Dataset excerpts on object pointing
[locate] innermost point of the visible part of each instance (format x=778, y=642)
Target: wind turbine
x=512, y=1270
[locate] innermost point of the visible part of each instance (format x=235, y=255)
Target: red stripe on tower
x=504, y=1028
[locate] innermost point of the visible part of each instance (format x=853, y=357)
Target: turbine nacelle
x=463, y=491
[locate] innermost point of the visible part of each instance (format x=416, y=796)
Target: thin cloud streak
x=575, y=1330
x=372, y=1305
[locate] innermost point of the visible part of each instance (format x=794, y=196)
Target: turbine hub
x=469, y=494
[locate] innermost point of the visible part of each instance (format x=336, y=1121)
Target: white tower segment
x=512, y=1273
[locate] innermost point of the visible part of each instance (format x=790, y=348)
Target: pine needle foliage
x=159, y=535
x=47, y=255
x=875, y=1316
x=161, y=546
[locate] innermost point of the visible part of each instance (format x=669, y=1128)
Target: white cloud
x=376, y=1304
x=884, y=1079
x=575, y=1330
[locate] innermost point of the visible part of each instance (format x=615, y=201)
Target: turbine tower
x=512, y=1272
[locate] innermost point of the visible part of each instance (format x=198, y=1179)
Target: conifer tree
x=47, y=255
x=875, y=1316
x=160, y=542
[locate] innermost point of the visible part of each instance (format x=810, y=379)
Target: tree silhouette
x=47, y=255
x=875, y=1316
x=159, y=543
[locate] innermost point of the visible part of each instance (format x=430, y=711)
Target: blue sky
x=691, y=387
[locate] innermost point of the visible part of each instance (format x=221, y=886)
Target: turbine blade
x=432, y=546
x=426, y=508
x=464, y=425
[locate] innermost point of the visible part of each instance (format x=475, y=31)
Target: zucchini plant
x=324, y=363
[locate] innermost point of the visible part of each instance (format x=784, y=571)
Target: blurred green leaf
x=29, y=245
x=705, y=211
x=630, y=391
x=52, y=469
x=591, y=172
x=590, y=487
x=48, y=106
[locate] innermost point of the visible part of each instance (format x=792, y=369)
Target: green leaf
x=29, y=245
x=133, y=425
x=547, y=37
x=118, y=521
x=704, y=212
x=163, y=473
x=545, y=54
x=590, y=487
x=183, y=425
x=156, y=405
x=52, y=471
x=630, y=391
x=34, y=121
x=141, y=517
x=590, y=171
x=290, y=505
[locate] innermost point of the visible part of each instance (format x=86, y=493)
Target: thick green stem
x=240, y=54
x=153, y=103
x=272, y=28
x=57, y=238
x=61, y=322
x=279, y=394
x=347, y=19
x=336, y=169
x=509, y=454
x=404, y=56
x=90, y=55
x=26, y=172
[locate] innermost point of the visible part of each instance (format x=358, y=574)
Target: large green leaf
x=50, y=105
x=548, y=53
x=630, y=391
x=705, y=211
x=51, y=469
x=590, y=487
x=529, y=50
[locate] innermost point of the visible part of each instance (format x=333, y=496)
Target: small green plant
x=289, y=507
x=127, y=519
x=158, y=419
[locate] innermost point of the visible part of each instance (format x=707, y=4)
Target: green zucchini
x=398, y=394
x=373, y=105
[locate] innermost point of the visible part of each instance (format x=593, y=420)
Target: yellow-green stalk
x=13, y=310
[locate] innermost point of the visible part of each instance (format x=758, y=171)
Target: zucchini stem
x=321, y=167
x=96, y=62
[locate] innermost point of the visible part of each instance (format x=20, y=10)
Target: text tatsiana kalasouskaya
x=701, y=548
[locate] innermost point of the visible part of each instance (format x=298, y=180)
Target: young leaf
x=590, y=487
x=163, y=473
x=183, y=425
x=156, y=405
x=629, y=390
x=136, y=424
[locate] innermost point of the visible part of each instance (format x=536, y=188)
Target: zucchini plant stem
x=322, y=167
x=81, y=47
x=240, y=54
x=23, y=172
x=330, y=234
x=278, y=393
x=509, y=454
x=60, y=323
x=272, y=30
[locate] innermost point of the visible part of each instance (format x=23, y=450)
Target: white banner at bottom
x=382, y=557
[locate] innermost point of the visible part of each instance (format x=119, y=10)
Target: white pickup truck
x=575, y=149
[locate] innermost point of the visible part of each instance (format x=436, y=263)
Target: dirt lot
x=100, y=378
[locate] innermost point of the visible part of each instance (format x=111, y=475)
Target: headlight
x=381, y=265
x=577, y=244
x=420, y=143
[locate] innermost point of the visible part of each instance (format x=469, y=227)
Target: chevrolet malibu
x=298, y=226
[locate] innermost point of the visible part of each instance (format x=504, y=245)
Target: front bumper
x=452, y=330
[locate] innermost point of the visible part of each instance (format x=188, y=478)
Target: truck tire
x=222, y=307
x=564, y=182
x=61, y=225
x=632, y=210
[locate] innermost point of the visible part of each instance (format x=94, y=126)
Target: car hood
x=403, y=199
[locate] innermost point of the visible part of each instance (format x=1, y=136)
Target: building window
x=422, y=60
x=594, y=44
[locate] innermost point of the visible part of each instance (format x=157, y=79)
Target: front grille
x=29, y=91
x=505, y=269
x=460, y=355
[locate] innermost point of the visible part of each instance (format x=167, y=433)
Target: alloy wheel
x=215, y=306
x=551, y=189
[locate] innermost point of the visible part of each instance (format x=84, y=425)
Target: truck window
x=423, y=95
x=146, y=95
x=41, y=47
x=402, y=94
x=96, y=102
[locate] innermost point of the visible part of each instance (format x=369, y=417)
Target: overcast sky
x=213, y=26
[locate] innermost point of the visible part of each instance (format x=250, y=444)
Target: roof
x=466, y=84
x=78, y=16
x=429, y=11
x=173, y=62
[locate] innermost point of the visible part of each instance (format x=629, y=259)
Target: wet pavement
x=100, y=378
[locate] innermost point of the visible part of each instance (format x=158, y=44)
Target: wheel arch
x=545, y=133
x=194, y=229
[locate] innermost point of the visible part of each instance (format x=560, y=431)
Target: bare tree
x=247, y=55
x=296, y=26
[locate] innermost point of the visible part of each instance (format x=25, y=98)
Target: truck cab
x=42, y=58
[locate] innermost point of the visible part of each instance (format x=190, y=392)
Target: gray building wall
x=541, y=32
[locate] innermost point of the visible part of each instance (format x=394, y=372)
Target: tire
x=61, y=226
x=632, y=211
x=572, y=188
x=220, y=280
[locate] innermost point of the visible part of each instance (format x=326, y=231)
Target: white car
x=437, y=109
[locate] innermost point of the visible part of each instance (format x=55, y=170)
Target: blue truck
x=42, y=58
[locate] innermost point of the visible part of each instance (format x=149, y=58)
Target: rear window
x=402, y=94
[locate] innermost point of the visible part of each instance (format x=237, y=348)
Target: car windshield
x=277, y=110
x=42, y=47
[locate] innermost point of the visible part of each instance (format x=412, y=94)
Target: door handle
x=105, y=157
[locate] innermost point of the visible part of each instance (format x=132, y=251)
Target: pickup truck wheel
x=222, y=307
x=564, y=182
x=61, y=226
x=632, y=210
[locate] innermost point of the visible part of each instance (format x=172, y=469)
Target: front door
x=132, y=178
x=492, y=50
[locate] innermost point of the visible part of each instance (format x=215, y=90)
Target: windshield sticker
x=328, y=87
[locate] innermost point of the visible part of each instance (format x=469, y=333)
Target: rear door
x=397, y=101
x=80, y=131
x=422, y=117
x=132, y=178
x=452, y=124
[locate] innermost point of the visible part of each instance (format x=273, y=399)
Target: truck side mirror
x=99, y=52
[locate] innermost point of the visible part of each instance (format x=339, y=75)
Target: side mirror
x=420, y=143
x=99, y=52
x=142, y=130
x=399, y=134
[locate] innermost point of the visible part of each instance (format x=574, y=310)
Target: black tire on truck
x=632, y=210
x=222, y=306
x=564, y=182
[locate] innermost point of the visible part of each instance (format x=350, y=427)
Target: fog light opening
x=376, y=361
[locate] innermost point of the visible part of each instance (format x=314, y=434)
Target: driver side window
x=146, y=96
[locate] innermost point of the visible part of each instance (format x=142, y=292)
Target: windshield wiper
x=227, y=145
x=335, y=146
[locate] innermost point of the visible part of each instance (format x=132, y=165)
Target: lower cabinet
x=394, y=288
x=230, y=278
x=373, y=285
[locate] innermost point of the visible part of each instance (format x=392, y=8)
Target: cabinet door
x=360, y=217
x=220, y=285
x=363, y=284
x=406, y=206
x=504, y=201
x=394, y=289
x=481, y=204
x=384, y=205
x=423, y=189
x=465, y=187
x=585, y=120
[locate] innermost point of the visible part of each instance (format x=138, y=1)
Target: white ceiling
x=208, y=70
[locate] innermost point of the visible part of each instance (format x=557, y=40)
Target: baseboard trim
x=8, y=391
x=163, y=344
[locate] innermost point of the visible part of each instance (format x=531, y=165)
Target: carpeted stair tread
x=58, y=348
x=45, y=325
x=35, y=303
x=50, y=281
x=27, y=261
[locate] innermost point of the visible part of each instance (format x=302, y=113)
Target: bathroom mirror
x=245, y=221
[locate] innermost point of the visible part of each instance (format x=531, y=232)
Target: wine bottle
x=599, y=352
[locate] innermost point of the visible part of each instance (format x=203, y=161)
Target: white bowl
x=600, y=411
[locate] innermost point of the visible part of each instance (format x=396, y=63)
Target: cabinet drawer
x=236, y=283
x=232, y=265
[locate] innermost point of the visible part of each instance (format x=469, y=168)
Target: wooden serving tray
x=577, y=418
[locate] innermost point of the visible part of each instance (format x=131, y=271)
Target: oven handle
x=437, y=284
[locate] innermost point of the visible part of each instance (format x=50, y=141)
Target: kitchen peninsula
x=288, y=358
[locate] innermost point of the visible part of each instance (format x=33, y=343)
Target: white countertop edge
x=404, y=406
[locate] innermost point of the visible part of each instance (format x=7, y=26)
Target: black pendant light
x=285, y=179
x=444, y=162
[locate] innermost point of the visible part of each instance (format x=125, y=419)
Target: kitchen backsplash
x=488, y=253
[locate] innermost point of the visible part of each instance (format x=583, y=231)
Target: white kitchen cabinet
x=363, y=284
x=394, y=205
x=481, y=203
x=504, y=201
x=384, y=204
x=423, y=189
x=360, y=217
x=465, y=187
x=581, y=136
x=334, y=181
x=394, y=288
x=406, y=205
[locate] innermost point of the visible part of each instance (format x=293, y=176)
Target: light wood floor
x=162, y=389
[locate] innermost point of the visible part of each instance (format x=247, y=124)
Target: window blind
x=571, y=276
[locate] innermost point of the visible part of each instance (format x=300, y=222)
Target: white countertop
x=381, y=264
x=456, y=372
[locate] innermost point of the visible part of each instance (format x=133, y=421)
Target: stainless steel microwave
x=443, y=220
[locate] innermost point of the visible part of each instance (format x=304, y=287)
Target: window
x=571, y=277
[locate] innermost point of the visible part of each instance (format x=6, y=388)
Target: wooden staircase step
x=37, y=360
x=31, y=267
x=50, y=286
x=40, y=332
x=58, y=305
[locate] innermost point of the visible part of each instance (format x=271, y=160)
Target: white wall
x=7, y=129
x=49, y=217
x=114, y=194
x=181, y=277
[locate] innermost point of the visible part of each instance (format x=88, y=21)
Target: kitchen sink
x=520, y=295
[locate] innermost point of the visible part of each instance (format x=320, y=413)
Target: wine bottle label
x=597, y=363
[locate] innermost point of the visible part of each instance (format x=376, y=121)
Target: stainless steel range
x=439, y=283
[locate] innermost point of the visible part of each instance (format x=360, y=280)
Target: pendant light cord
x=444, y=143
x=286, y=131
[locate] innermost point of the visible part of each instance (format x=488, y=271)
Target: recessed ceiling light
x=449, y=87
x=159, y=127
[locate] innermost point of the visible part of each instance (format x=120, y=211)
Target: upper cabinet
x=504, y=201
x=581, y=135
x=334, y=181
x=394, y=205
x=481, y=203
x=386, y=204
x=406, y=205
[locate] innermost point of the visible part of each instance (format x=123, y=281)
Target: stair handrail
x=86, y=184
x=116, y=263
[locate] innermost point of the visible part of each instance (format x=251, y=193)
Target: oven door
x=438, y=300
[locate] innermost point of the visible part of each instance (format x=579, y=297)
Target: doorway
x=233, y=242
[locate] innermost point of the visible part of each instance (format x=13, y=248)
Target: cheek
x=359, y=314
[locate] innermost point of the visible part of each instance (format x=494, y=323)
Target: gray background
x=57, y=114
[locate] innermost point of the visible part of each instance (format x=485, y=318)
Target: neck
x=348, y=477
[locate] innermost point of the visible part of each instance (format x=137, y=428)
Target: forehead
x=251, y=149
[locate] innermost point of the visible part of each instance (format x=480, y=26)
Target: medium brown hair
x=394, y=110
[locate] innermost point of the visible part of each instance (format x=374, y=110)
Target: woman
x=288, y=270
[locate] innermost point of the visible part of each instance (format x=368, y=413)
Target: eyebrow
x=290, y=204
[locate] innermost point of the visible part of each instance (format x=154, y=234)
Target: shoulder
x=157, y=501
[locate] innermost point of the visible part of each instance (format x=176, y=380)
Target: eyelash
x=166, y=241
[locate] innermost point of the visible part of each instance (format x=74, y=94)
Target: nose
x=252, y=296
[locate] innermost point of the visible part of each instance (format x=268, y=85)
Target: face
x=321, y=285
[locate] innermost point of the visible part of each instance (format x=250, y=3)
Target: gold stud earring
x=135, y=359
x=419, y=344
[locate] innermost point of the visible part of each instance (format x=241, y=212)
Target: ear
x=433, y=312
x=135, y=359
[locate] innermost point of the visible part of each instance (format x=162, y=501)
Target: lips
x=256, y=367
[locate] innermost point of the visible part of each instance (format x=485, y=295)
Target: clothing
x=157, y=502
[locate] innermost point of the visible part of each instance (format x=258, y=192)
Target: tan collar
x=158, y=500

● SET TASK
Please copy the listing verbatim, starting at its first line and ending at the line containing "x=324, y=363", with both of those lines included.

● RESULT OF THIS EXERCISE
[locate] innermost point of the visible part of each instance (format x=778, y=642)
Target: wind turbine
x=512, y=1270
[locate] innermost point of the visible part of each instance (format x=235, y=255)
Target: red stripe on tower
x=504, y=1028
[locate] innermost point of the visible part of each instance (format x=853, y=357)
Target: turbine nacelle
x=463, y=491
[locate] innermost point of the visible part of each instance (format x=416, y=796)
Target: thin cloud streak
x=575, y=1330
x=372, y=1305
[locate] innermost point of the visible part of each instance (format x=794, y=196)
Target: turbine hub
x=469, y=494
[locate] innermost point of the visible part of each instance (format x=336, y=1121)
Target: white tower segment
x=512, y=1273
[locate] innermost point of the visible part of each instance (format x=790, y=348)
Target: pine needle foliage
x=159, y=535
x=47, y=255
x=875, y=1316
x=161, y=546
[locate] innermost point of the visible part of each instance (format x=669, y=1128)
Target: white cloud
x=376, y=1304
x=884, y=1079
x=575, y=1330
[locate] innermost point of the visible part of each instance (format x=615, y=201)
Target: turbine tower
x=512, y=1272
[locate] innermost point of the visible part of each instance (format x=198, y=1179)
Target: conifer tree
x=47, y=255
x=875, y=1316
x=160, y=542
[locate] innermost point of the visible part of each instance (format x=810, y=379)
Target: tree silhouette
x=47, y=255
x=875, y=1316
x=159, y=543
[locate] innermost point of the visible part of each instance (format x=430, y=711)
Target: blue sky
x=691, y=387
[locate] innermost point of the visible part of each instance (format x=221, y=886)
Target: turbine blade
x=432, y=546
x=426, y=508
x=464, y=425
[locate] innermost point of the visible part of each instance (format x=475, y=31)
Target: zucchini plant
x=324, y=363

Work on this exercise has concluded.